SUPPLIED MATERIAL:
* * * * * * *

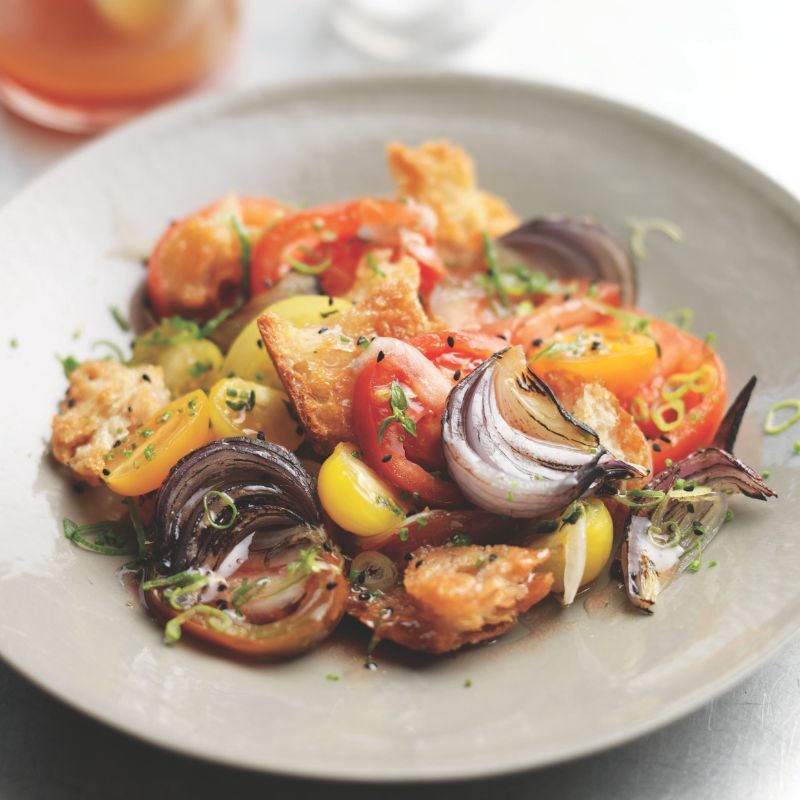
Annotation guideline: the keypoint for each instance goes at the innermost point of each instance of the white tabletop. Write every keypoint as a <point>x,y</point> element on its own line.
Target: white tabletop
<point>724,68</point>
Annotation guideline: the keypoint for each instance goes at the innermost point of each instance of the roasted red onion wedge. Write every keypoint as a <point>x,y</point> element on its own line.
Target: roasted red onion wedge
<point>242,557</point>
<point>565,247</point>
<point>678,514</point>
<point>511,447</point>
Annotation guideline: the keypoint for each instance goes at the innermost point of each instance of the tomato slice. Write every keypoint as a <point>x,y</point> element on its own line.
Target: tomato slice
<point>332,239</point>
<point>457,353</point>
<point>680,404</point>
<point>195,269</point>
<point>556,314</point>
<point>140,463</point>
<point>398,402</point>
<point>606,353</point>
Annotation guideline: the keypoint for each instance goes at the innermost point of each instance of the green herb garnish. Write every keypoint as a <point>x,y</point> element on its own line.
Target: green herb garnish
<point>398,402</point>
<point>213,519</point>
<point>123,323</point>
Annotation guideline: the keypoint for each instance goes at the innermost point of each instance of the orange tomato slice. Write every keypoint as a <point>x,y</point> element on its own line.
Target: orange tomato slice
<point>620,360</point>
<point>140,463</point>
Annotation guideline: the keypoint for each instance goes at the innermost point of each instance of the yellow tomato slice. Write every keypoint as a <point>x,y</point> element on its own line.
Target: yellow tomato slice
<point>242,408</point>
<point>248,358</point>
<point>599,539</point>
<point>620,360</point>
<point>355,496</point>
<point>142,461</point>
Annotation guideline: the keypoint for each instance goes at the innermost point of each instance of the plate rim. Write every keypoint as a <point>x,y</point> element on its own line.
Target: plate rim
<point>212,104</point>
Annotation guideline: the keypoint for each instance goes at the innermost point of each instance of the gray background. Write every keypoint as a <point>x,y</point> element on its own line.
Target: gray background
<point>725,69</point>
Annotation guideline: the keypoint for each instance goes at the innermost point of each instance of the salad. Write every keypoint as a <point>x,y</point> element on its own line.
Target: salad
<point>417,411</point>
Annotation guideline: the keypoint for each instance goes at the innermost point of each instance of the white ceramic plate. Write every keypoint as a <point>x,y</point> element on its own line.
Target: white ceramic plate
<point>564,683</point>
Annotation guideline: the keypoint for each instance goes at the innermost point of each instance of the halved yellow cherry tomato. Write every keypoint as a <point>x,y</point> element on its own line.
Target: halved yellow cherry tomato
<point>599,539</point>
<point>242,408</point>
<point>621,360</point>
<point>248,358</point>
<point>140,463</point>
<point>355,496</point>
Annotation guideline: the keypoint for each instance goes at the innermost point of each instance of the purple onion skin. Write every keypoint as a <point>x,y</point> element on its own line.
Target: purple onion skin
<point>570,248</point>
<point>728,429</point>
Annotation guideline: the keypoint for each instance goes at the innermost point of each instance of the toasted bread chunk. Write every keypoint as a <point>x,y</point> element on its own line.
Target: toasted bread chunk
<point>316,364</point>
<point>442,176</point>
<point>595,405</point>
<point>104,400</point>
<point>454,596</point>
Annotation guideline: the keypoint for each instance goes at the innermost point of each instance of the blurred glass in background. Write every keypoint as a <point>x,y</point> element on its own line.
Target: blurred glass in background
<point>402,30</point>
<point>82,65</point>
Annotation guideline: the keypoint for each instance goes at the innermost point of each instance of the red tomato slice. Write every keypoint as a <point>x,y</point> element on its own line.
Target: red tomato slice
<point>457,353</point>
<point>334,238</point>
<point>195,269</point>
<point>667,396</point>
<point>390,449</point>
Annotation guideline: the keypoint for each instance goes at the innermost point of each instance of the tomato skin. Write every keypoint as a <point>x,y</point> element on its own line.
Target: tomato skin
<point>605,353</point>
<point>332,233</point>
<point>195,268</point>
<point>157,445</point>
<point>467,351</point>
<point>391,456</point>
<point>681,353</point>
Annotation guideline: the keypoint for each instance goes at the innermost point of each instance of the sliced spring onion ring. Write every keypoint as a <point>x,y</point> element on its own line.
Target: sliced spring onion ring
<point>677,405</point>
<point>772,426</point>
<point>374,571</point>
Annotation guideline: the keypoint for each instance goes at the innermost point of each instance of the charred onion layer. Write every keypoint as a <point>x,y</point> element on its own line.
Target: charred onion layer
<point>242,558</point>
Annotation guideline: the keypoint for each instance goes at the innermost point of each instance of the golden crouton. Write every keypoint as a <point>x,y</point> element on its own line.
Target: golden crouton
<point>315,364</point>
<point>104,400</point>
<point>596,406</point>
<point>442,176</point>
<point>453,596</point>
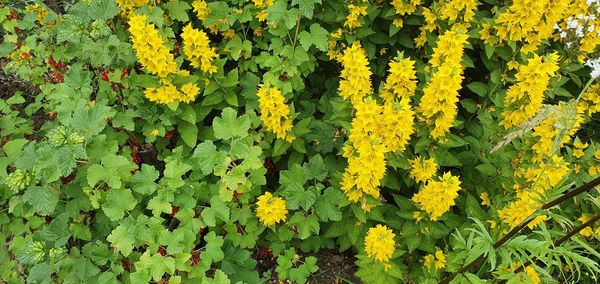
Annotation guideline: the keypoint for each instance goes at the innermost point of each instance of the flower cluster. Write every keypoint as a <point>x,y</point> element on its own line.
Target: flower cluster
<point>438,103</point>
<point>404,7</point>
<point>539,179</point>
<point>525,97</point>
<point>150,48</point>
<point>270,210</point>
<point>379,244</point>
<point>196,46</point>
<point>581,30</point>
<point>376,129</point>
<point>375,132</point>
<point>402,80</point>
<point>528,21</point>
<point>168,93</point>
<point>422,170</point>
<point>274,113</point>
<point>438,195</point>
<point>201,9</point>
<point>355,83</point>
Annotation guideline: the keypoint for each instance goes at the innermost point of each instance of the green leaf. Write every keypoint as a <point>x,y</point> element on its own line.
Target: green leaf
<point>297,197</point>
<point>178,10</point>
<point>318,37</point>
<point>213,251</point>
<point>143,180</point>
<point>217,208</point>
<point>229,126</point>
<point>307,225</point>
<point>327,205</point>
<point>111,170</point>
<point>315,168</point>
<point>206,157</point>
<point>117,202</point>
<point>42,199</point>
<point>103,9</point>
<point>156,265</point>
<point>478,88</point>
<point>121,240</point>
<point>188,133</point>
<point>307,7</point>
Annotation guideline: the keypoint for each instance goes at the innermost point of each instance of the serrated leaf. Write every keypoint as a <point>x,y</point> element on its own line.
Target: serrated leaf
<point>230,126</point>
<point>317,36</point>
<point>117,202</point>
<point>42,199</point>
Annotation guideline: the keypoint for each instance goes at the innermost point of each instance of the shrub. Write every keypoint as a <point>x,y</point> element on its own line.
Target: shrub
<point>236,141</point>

* * * * * * *

WHAT YOU WILL DO: Rewrite all of the material above as a two-column CSV with the header instruction,points, one row per entry. Put the entry's text in the instruction column and its answer in the points column, quoting each field and turning line breaks into spaces, and leave out the pictures.

RESULT OF THIS EXERCISE:
instruction,points
"Annotation guideline: the keypoint for each instance goes at the innermost point of each instance of the white tabletop. Write every keypoint as a <point>x,y</point> element on its own line. Target: white tabletop","<point>724,68</point>"
"Annotation guideline: the keypoint for each instance goes at the innermost point of each instance of the roasted red onion wedge. Write every keypoint as a <point>x,y</point> element on its own line. Target: roasted red onion wedge","<point>242,557</point> <point>565,247</point> <point>678,514</point> <point>511,447</point>"
"Annotation guideline: the keypoint for each instance goes at the innermost point of each instance of the tomato slice. Write every keypoint as a <point>x,y</point> element on its own line. Target: tomato slice","<point>332,239</point> <point>457,353</point> <point>680,404</point> <point>195,269</point> <point>556,314</point> <point>140,463</point> <point>398,402</point> <point>606,353</point>"
"Annotation guideline: the keypoint for each instance goes at the innermost point of each instance of the green herb garnish. Write every keypoint as a <point>x,y</point> element on its own line. Target: green herb garnish","<point>398,402</point> <point>213,519</point> <point>123,323</point>"
"Annotation guideline: the keypoint for each instance goes at the innermost point of each instance of the orange tomato slice. Write every keypoint as a <point>x,y</point> element on its own line. Target: orange tomato slice","<point>620,360</point> <point>140,463</point>"
"Annotation guideline: the keypoint for each instance goes at the innermost point of each instance of the yellow tomato slice. Write every keypoint as a <point>x,y</point> element on its own line. Target: yellow tomato slice","<point>242,408</point> <point>248,358</point> <point>599,539</point> <point>620,360</point> <point>355,496</point> <point>142,461</point>"
"Annotation guideline: the keypoint for each instance goes at the innermost point of each instance of the plate rim. Write every keypoint as a <point>x,y</point> element on its own line. Target: plate rim","<point>212,104</point>"
"Annotation guideline: the keypoint for each instance goes at the innermost point of each instance of the gray background. Write every keypoint as a <point>x,y</point> element on its own line. Target: gray background","<point>725,69</point>"
"Annotation guideline: the keypoint for each instance goes at the innermost point of each instance of the salad. Write every keypoint as a <point>x,y</point> element on its own line. Target: salad","<point>417,411</point>"
"Annotation guideline: the keypoint for each instance goes at the innermost point of each instance of the white ceramic plate. Write every keypoint as a <point>x,y</point> element on its own line. Target: white ceramic plate","<point>564,683</point>"
"Annotation guideline: the keypoint for each instance goes at the innermost point of each instance of the halved yellow cherry tomato. Write every keypoint as a <point>x,y</point> element on its own line. Target: halved yellow cherry tomato","<point>599,539</point> <point>242,408</point> <point>621,360</point> <point>248,358</point> <point>140,463</point> <point>355,496</point>"
"Annotation guideline: the keypoint for each instance goes at the innermost point of each instance of the purple onion skin. Write every keypoint as a <point>x,y</point> element on its own line. Target: purple onion skin","<point>570,248</point> <point>728,429</point>"
"Annotation guideline: the keypoint for each instance goes at the innermost point of each instance of the toasted bread chunk. Write every keypoint as a <point>x,y</point> element on its own line. Target: toasted bread chunk","<point>316,364</point> <point>442,176</point> <point>595,405</point> <point>104,400</point> <point>454,596</point>"
"Annotation guideline: the keypoint for each instance goes at the innermost point of each instance of the blurred glass in background. Write every keypoint as a <point>x,y</point> element on its own line. Target: blurred glass in background","<point>402,30</point> <point>82,65</point>"
"Annotation guideline: the keypoint for each instance goes at the innermost point of each instance of the red tomato slice. Write every keypoint as a <point>x,y</point> element on its own line. Target: red tomato slice","<point>457,353</point> <point>334,238</point> <point>195,269</point> <point>667,396</point> <point>390,449</point>"
"Annotation guideline: the keypoint for each instance goes at the innermost point of each instance of the tomato skin. Write every keypoint as a <point>x,y</point> element on its own line. Target: tomato skin","<point>605,353</point> <point>332,233</point> <point>195,268</point> <point>157,445</point> <point>467,351</point> <point>391,456</point> <point>681,353</point>"
"Annotation guideline: the keypoint for each instance goes at the innermost point of each instance of the sliced spring onion ring. Write every keypoint as a <point>x,y</point> element on its own line. Target: sliced spring onion ring","<point>677,405</point> <point>772,426</point> <point>374,571</point>"
"Annotation guideline: the keypoint for each instance goes at the innermost point of each instance of the charred onion layer. Write every keypoint as a <point>x,y</point> element on its own line. Target: charred onion layer","<point>242,558</point>"
"Annotation guideline: the keypoint for each instance goes at the innermost point of each instance of the golden crouton. Write every keypoint as a <point>x,y</point> element on its own line. Target: golden crouton","<point>315,364</point> <point>104,400</point> <point>596,406</point> <point>442,176</point> <point>453,596</point>"
"Annotation guideline: the keypoint for each instance goes at the innermost point of each instance of the flower cluster. Write every keypoint as a <point>x,y</point> element on its own line. Target: flower cluster","<point>438,103</point> <point>404,7</point> <point>539,179</point> <point>525,97</point> <point>150,48</point> <point>270,210</point> <point>379,244</point> <point>196,46</point> <point>581,30</point> <point>376,129</point> <point>375,132</point> <point>402,80</point> <point>528,21</point> <point>168,93</point> <point>422,170</point> <point>274,113</point> <point>438,195</point> <point>201,9</point> <point>355,83</point>"
"Annotation guideline: the keypoint for each instance goes at the innermost point of each instance of the green leaf. Write every keypoint as a <point>x,y</point> element on its own line. Target: green leaf","<point>297,197</point> <point>178,10</point> <point>318,37</point> <point>213,251</point> <point>143,180</point> <point>217,208</point> <point>229,126</point> <point>307,225</point> <point>327,205</point> <point>111,170</point> <point>315,168</point> <point>206,157</point> <point>117,202</point> <point>42,199</point> <point>103,9</point> <point>156,265</point> <point>478,88</point> <point>121,240</point> <point>188,133</point> <point>307,7</point>"
"Annotation guideline: the keypoint for each instance goes at the innermost point of each instance of the serrated leaf. Write every keypoint as a <point>x,y</point> element on its own line. Target: serrated leaf","<point>230,126</point> <point>317,36</point> <point>117,202</point> <point>42,199</point>"
"Annotation guideline: the keypoint for each instance goes at the innermost point of each instance of the shrub. Write every keypoint as a <point>x,y</point> element on its own line. Target: shrub","<point>236,141</point>"